SELECTED PASSAGE:
It is indeed redundant.  I am removing it.

> 3. point_sl can return -0.0 and that is a thing that this patch
>    intends to avoid. line_invsl has the same problem.

The existing version of the function has the same issue.  I think we
need a global solution for -0s.  See the float-zero patch.

> 4. lseg_interpt_line is doing as follows.
>
>    >  if (FPeq(lseg->p[0].x, interpt.x) && FPeq(lseg->p[0].y, interpt.y))
>    >    *result = lseg->p[0];
>    >  else if (FPeq(lseg->p[1].x, interpt.x) && FPeq(lseg->p[1].y, interpt.y))
>    >    *result = lseg->p[1];
>
>    I suppose we can use point_pt_point for this purpose.

Yes, I am changing it.

>    >  if (point_eq_point(&lseg->p[0], &interpt))
>    >    *result = lseg->p[0];
>    >  else if (point_eq_point(&lseg->p[1], &interpt))
>    >    *result = lseg->p[1];
>
>    However I'm not sure that adjusting the intersection to the
>    tips of the segment is good or not. Adjusting onto the line
>    can be better in another case. lseg_interpt_lseg, for
>    instance, checks lseg_contain_point on the line parameter of
>    lseg_interpt_line.

Me neither, but it is probably better than returning a point that
extends the endpoints of the segment.  I am inclined to leave it alone
for now.


Re: [HACKERS] [PATCH] Improve geometric types

От
Emre Hasegeli
Дата:
>     ! circle_contain_pt() does the following comparison and it
>       seems to be out of our current policy.
>
>       point_dt(center, point) <= radius
>
>       I suppose this should use FPle.
>
>       FPle(point_dt(center, point), radius)
>
>       The same is true of circle_contain_pt(), pt_contained_circle .

box_contain_point() also doesn't use the macros.  They are certainly
inconsistent, but I don't think it would be an improvement to make
them use the macros.  As we have discussed, there are many problems
with the current application of EPSILON.  I think we would be better
off not using the macros for none of the containment operators, but
this is out of my scope for now.

> # Sorry, that' all for today..

I am waiting the rest of your review to post the new versions.

REQUIRED ACTIONS:
1 - In the geometric types patch discussion, which function is named as another one that also doesn't use the macros?
2 - Extend the geometric types patch discussion past its last line.

MATERIAL SHOWN:
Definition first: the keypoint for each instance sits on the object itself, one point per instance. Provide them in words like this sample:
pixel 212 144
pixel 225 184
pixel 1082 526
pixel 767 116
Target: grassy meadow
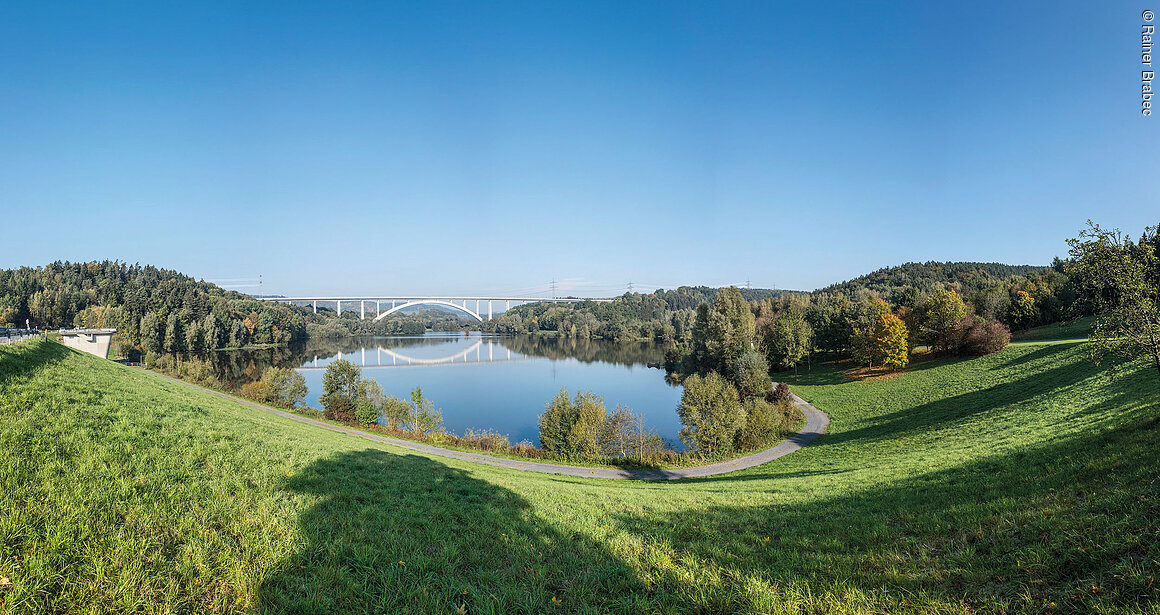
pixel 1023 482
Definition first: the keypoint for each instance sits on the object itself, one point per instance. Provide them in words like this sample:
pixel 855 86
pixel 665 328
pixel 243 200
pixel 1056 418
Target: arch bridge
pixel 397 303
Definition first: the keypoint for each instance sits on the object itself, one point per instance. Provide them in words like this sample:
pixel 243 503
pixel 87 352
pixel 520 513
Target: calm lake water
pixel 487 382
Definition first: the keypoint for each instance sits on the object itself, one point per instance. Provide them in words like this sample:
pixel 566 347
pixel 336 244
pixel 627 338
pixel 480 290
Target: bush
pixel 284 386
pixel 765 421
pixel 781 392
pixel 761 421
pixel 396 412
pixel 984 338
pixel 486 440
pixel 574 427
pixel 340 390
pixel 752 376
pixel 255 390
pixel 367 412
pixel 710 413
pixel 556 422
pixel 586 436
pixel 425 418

FINAL RESULTS:
1 - box_contain_point()

2 -
Re: [HACKERS] [PATCH] Improve geometric types

От
Kyotaro HORIGUCHI
Дата:
Hello,

At Wed, 31 Jan 2018 17:33:42 +0900 (Tokyo Standard Time), Kyotaro HORIGUCHI <horiguchi.kyotaro@lab.ntt.co.jp> wrote in
<20180131.173342.26333067.horiguchi.kyotaro@lab.ntt.co.jp>
> 0003: This patch replaces "double" with float and bare arithmetic
>     and comparisons on double to special functions accompanied
>     with checking against abnormal values.
> 
>  - Almost all of them are eliminated with a few safe exceptions.
> 
>     - circle_recv(), circle_distance(), dist_pc(), dist_cpoint()
>       are using "< 0.0" comparison but it looks fine.
> 
>     - pg_hypot is right to use bare arithmetics.
> 
>     ! circle_contain_pt() does the following comparison and it
>       seems to be out of our current policy.
> 
>       point_dt(center, point) <= radius
> 
>       I suppose this should use FPle.
> 
>       FPle(point_dt(center, point), radius)
> 
>       The same is true of circle_contain_pt(), pt_contained_circle .

 - line_eq looks too complex in the normal (not containing NANs)
   cases.  We should avoid such complexity if possible.

   One problem here is that comparison conceals NANness of
   operands. Conversely arithmetics propagate it. We can converge
   NANness into a number. The attached line_eq() doesn that. This
   doesn't have almost no additional complexity when NAN is
   involved. I believe it qbehaves in the same way
   and shares a doubious behavior like this.

   =# select '{nan, 1, nan}'::line = '{nan, 2, nan}'::line;
    ?column? 
   ----------
    t

   But probably no point in fixing(?) it.

   The attached file contains line_eq, point_eq_point and
   circle_same. I expect that line_eq is fast but other two are
   doubious.

0004:

 - line_perp

   We can detect perpendicularity without division.

   The normal vecotor of Ax + Bx + C = 0 is (A, B). If two lines
   are perpendicular, the inner product of the normal vectors of
   v1 and v2 is 0. No point in dividing.

   l1->A * l2->A + l1->B * l2->B == 0

   . . . Mmm.. The function seems broken. I posted the fix for
   the existing version is posted, and line_perp() in the attched
   file will work fine.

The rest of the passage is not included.